Stored data:
* BEGIN *
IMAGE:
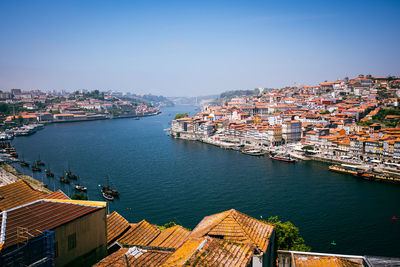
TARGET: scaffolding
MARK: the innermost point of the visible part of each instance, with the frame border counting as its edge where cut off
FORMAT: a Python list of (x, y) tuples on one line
[(37, 251)]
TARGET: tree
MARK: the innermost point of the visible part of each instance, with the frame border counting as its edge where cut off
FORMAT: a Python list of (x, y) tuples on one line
[(288, 236), (180, 115)]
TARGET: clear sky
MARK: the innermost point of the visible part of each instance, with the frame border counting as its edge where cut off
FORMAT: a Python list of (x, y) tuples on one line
[(199, 47)]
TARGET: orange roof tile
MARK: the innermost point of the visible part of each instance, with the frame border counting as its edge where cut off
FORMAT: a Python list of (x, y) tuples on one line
[(57, 195), (142, 234), (116, 226), (235, 226), (171, 237), (211, 252), (326, 261), (18, 193), (122, 257)]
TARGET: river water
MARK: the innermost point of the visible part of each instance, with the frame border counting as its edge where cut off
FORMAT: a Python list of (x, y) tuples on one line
[(162, 179)]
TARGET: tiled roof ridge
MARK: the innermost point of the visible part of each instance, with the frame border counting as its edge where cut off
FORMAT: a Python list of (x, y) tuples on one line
[(234, 212), (65, 201)]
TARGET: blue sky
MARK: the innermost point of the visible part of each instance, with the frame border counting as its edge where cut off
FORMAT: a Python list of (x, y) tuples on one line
[(194, 47)]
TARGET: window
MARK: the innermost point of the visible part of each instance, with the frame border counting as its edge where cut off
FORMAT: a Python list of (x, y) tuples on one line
[(72, 241), (56, 249)]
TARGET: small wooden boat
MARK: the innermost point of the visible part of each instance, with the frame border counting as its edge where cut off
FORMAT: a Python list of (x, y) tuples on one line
[(285, 158), (107, 189), (70, 175), (64, 180), (24, 164), (257, 153), (48, 172), (108, 197), (80, 188), (39, 162), (36, 168)]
* END *
• _DIRECTIVE_:
Convert the entries starting with the line containing "TARGET: tiled roof ridge" and going on through the line containing "[(72, 241), (56, 249)]" into a two-column CSV with the headers request and answer, one row per entry. Put each entry's text and its answer in a single quoted field apiece, replacing line breaks with spaces.

• _RESULT FOR THIS TASK_:
request,answer
"TARGET: tiled roof ridge MARK: the innermost point of the visible part of each instance, with the frame border counting as its edge where cut off FORMAT: a Python list of (x, y) tuples on one line","[(234, 212), (65, 201)]"
"TARGET: blue sky MARK: the innermost point of the visible part of each instance, with the frame border counting as its edge where cut off FORMAT: a Python list of (x, y) tuples on one line","[(194, 47)]"
"TARGET: window MARK: the innermost point of the visible part of each instance, with the frame border counting as its edge where cut off FORMAT: a Python list of (x, y) tuples on one line","[(72, 241), (56, 249)]"